◆ **TASKS FOR THIS EXERCISE**:
1. In the holiday post, start at the words "I’ve been telling" and stop after "pay parking fines.". Write that passage out again with "parking fines" swapped for "speeding tickets".
2. Translate this sentence from the holiday post into Spanish: "We recently sold our house and I even put some of his money aside so he wouldn't spend it."

AITA for telling my husband to book his own flight on our family holiday?

So for context my husband and I have been planning a family holiday for the past couple of years. Our eldest is sixteen and our youngest is now at the age where she’ll remember the vacation. I’ve been saving and putting money aside for my flights and half for the kids flights.

I’ve been telling my husband for the past few months that I want to book the flights in January. We recently sold our house and I even put some of his money aside so he wouldn’t spend it. He’s now had to use some of his saved money to pay parking fines.

I’ve basically told him that I’m going to book mine and the kids flights and he can book his flight when he has the money. He’s then said ‘Well it doesn’t feel like a family holiday, doesn’t even feel like you want me there’ and I can’t help but feel this is emotional manipulation on his part. I’ve said I’m booking the flights anyway because I’m not going to let the kids down because he can’t manage his money and I’m done mothering him.

◆ **DATASET SECTION**:
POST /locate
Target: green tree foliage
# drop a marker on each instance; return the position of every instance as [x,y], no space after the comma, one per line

◆ **SOLUTIONS TO THE PROBLEMS**:
1.
I’ve been telling my husband for the past few months that I want to book the flights in January. We recently sold our house and I even put some of his money aside so he wouldn’t spend it. He’s now had to use some of his saved money to pay speeding tickets.

2. Hace poco vendimos nuestra casa e incluso aparté parte de su dinero para que no se lo gastara.